(Available records begins)

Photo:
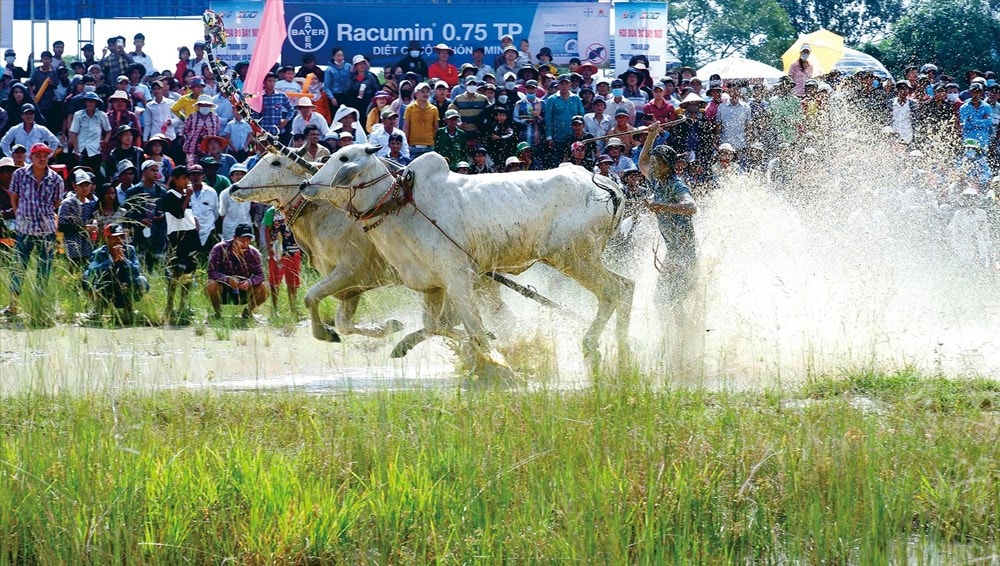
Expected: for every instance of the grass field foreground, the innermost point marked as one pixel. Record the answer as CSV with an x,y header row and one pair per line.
x,y
846,470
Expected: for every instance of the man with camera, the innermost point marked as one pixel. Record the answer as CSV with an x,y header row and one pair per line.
x,y
113,279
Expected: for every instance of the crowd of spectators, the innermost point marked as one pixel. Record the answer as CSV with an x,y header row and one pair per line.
x,y
121,128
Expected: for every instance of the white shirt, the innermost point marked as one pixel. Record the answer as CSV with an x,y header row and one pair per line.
x,y
380,137
734,119
182,224
146,61
317,119
156,116
233,214
38,134
969,237
598,128
88,130
902,120
288,86
205,205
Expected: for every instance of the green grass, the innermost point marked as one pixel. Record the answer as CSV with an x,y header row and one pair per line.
x,y
63,301
621,472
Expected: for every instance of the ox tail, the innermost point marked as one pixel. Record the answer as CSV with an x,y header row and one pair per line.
x,y
615,193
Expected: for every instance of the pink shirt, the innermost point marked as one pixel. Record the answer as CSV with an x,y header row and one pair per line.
x,y
800,76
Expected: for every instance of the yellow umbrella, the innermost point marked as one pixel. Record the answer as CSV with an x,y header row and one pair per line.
x,y
825,49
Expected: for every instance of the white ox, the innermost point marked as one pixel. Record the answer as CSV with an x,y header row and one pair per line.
x,y
349,268
457,227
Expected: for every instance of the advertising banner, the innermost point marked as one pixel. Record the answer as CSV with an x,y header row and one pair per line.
x,y
641,29
6,24
382,31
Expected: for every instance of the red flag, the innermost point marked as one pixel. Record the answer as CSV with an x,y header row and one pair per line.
x,y
267,51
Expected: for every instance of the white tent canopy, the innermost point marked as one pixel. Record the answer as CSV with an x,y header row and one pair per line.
x,y
737,67
854,61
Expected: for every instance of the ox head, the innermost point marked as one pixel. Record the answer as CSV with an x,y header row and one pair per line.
x,y
350,167
274,178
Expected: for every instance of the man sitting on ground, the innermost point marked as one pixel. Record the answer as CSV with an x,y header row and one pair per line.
x,y
113,278
235,274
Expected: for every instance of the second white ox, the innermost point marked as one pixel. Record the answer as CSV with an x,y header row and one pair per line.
x,y
452,228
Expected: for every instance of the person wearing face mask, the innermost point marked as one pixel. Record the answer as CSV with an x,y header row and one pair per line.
x,y
801,70
509,64
617,100
470,106
442,69
204,122
478,59
421,121
559,112
936,119
337,78
975,116
405,99
413,62
529,115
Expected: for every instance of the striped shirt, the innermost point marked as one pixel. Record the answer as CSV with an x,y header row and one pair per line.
x,y
196,127
422,123
37,201
273,109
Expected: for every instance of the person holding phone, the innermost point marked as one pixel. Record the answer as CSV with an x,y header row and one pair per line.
x,y
115,61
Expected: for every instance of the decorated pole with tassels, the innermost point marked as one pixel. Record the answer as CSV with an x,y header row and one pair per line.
x,y
215,37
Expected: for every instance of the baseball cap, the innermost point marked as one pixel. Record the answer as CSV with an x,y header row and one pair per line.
x,y
243,230
114,230
40,148
123,166
80,177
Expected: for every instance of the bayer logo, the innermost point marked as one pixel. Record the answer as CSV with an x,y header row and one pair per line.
x,y
308,32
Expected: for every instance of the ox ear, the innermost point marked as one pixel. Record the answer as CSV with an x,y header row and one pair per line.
x,y
391,165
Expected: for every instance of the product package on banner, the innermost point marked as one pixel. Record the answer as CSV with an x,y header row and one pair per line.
x,y
641,29
572,29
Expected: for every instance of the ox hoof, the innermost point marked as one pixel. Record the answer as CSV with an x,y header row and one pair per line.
x,y
408,342
492,366
325,334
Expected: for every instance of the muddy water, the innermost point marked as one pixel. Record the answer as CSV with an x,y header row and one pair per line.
x,y
846,270
90,359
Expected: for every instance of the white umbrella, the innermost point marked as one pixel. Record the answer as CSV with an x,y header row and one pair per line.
x,y
737,67
854,61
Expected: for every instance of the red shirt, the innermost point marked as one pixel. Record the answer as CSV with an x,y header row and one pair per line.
x,y
662,114
448,74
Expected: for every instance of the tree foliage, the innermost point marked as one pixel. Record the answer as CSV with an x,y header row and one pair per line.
x,y
956,35
705,30
855,20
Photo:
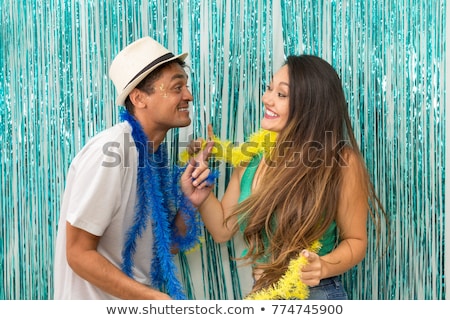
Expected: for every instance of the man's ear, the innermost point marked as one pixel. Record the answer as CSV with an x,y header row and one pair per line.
x,y
137,98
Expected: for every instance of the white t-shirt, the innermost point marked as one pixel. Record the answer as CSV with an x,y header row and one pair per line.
x,y
100,198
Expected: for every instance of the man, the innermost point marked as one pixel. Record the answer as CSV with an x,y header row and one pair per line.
x,y
123,212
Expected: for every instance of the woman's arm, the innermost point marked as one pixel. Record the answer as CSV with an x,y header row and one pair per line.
x,y
352,225
88,263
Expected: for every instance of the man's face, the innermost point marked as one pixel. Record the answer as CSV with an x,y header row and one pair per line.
x,y
168,104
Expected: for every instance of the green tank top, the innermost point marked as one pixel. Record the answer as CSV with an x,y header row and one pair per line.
x,y
328,240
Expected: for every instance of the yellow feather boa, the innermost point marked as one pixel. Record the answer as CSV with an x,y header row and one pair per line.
x,y
289,286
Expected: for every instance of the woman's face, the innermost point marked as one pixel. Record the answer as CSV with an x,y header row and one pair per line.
x,y
276,102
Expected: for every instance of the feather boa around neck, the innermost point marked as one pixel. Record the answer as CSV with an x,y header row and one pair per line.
x,y
159,198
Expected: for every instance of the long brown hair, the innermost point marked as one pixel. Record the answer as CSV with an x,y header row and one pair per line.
x,y
298,195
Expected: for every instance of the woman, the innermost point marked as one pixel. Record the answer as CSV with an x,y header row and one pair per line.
x,y
312,186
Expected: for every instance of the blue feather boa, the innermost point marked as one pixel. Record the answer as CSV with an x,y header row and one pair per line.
x,y
159,198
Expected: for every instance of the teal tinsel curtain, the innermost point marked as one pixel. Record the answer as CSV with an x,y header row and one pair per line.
x,y
55,94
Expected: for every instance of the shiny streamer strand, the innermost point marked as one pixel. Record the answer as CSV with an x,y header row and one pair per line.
x,y
55,94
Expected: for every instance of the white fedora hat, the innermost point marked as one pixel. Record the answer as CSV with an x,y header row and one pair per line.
x,y
135,62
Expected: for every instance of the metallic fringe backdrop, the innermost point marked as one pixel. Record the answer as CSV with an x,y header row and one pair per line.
x,y
55,94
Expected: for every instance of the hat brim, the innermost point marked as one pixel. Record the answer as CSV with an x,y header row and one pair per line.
x,y
120,100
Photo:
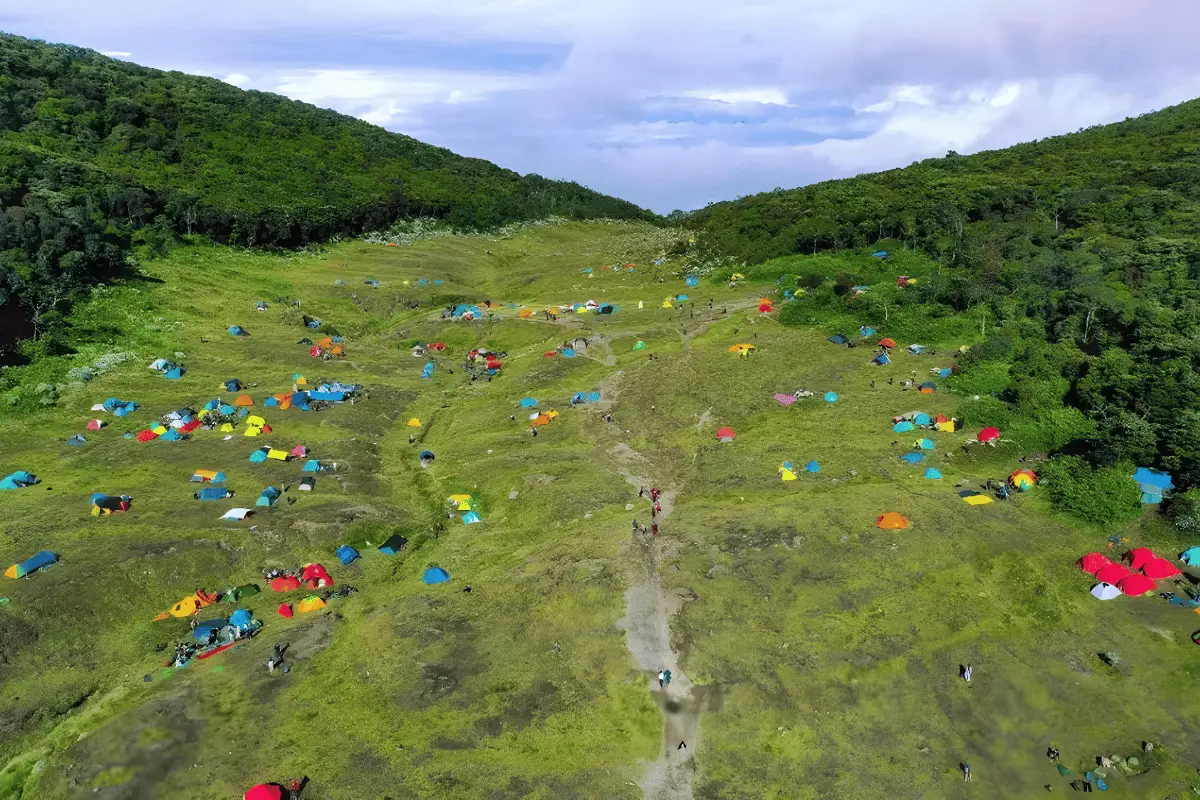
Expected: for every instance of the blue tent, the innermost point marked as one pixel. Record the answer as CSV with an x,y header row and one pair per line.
x,y
18,480
346,554
1153,485
205,630
394,545
435,575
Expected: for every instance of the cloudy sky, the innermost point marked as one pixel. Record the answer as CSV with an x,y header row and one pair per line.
x,y
671,103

(Available records ends)

> [Task objective]: Repeat every line of the data exactly, but do not include pictures.

> [Result of this task]:
Photo:
Expected: for every instance of the grass field foreground, the innermost point marked as one pixel. Record the answer as CSV with an x,y header row and one pair per line.
x,y
846,470
Expected: for every instance of the man with camera, the innermost point marked as one pixel. Record the answer as CSV with an x,y header row and one pair per line.
x,y
113,279
Expected: for every instance of the crowd of spectators, the innermost point marked as one pixel. Record the answer as CSV with an x,y header row and one pair per line.
x,y
121,128
Expected: for every instance of the white shirt, the innermost point marked as one pixel. Record the answer as CSV with an x,y header row and one pair per line.
x,y
380,137
734,119
182,224
146,61
317,119
156,116
233,214
38,134
969,237
598,128
88,130
902,120
288,86
205,205
Expected: for every instance of the green grass, the innermost point marked as one pixel. Record the answer as CSV with an x,y header row and one pair per line.
x,y
63,301
621,472
Expected: for every instance of the ox tail, the innermost point marked as one pixel. Record the answer as CSV with an x,y header row and one pair per line.
x,y
615,193
Expected: for every instance of the pink shirt, the innermost point marked as one pixel. Record the answer as CSV with an x,y header row and one pair per line.
x,y
800,76
Expected: for every instance of the yellow umbrella, the innermost point marked as one pixel. Record the answer as CSV with an x,y header row and one pair per line.
x,y
825,49
Expected: for every instance of the white ox, the innermost point marked as one pixel. Record the answer as CSV with an x,y header row and one pair per line.
x,y
349,268
457,227
Expected: for every instance of the advertising banner, the innermost point marked as one pixel. Record the answer as CSV with an x,y header row and one pair per line.
x,y
641,29
6,24
382,31
Expected: for every instance of the red flag, the innermost point marked as one pixel. Record the answer as CSV with an x,y header row and one pair per line.
x,y
267,51
Expected: for every instance of the white tent canopy, the innermost point marked as one pixel. Record the answer as CSV with an x,y header row and one pair per line.
x,y
737,67
854,61
Expected: for every instance of the ox head, the innermost point marked as one pixel. Record the answer as CSV with an x,y header row and one pair per line.
x,y
350,167
274,178
Expected: for every instance of the man sitting on ground, the innermost point marked as one pixel. Record the answer as CSV with an x,y header row and one pair per line.
x,y
113,278
235,274
Expected: for every instance of the second white ox, the innermost point marked as one pixel. Record the answer as CSV with an x,y header row and one pair per line.
x,y
452,228
Expected: for every instance of the person wearing face mask, the innermost point marked as one pixel. Record the answer as CSV with an x,y header row and one pair per line.
x,y
801,70
509,64
617,100
470,106
442,69
204,122
478,59
421,121
559,112
936,119
337,78
975,116
405,99
413,62
529,115
Expected: for every instance of the striped shirt, the innermost point marked as one pixel. Record the answer as CSV with an x,y header row and one pair per line.
x,y
196,127
422,123
37,201
273,109
Expected: for every instance of the person holding phone, the innermost point marked as one pixel. Record the answer as CSV with an x,y header row and one pair per line.
x,y
115,61
Expected: for every instance of the decorated pole with tassels, the innermost point marked as one pixel. Record the answer as CSV with an x,y header row and one pair per line.
x,y
215,37
Expected: for every instance of the baseball cap, the innermost point marked as one pixel. Record the answer as CSV with an x,y header row and one pair per line.
x,y
243,230
114,230
40,148
123,166
80,177
Expected: for every instance of the bayer logo, the innermost point marked as one pixel. Record the answer as CSV with an x,y header row and one pair per line.
x,y
308,32
Expected: for every instance of the ox ear, the innermost point marked as one pixel. Record the answer as CSV with an x,y header row and one pair per line.
x,y
391,165
Expected: for every instance of the product package on banner, the innermost point marked as one pixel. Record the answer as CSV with an x,y header row and one pair per line.
x,y
641,29
572,29
Expected: for every instance of the ox hoof, the innermost point marked as one pixel. Record the answer as CSV with an x,y header row and one pair per line.
x,y
408,342
492,366
325,334
Expected: for every instance of the muddy water, the innermost point marked as one pixel. Record the answer as CSV with an x,y header row and one pair per line.
x,y
846,270
90,359
Expected: for every instance of the white umbrella, the innermost point marked as one pixel. Record the answer as CSV with an x,y header row and one pair per line.
x,y
737,67
854,61
Expected: for every instance of the red shirt, the innermost point marked as one pixel. Record the answer as CSV with an x,y header row and one pair per line.
x,y
662,114
448,74
Expected: for every instance of the tree foliage, the innermost point marked as one pixel. Record the answer as CSV with an x,y header row and one pair per line.
x,y
956,35
705,30
855,20
Photo:
Expected: for every instance of the man's ear, the innermost point marked as one pixel. Record the answer as CSV with an x,y header row and one pair per line.
x,y
137,98
Expected: for every instance of the white t-shirt, the innermost point marked as one pixel. Record the answer as CSV with an x,y header row and one pair per line.
x,y
100,198
Expected: for every instance of the man, the innermost point marked as one pixel. Record the answer as CSV with an x,y header row and one pair per line.
x,y
123,212
Expected: for every instance of the woman's arm, the innermost point marked as one pixel. Record the answer as CSV with an x,y header row and one pair per line.
x,y
352,225
88,263
Expected: for every instance of the man's face, the innermost point marked as one pixel. Record the answer as CSV with an x,y header row and one pair per line.
x,y
168,104
Expected: for every instance of the green tank top, the innermost point marked as one pixel. Record the answer as CSV with an x,y header row and one pair per line.
x,y
328,240
Expected: for every instance of the yellow feather boa, the innermost point marked as one pixel. Record the answer as CSV with an x,y header row and one pair per line.
x,y
289,286
Expected: for every instance of the woman's face, the innermost point marked as one pixel. Record the answer as CSV with an x,y header row and one pair per line.
x,y
276,102
Expected: for every instance of the feather boa around neck, the innermost point marked as one pixel. Record the answer as CSV with an x,y header row and one pair per line.
x,y
159,198
Expected: for every instance of the long brown hair, the innermost point marked as one pixel. Record the answer as CSV with an x,y header row and one pair per line.
x,y
298,195
Expected: for every instance of the woman, the innermost point marked as one pixel. Record the answer as CSV with an x,y header row and one pair per line.
x,y
312,186
Expected: for every instance of the blue feather boa, the innermost point marked as one pixel. Record the answer as CSV with an x,y header row and one pair per line.
x,y
159,198
Expected: for every instance of the teal tinsel curtain, the innermost point marked as one pixel. Record the answer as CSV with an x,y header row and one pair per line.
x,y
55,94
Expected: for every instance of the shiny streamer strand, the innermost point marked as one pixel. Record the answer as CSV with an x,y header row and one pair per line.
x,y
55,94
Expected: for every instance of the white fedora hat, the innermost point marked as one pixel. Record the answer as CSV with an x,y header row and one pair per line.
x,y
135,62
Expected: for every instance of the metallic fringe backdrop, the innermost point marked as one pixel. Record the answer as CSV with an x,y header row and one pair per line.
x,y
55,94
Expected: for every instance of the hat brim, the innermost point marked as one pixel. Record the answer as CSV with an x,y header row and one pair per line.
x,y
120,100
Photo:
Expected: for every instance of the blue tent, the innermost point marked as one pixel. Record the answer as CSV with an x,y header row and one pair per line.
x,y
18,480
346,554
1153,485
205,630
394,545
435,575
Expected: for every instance of the cloudy sky, the innermost point marked as one pixel. Record the answer as CSV with an x,y header row and one pair per line.
x,y
671,103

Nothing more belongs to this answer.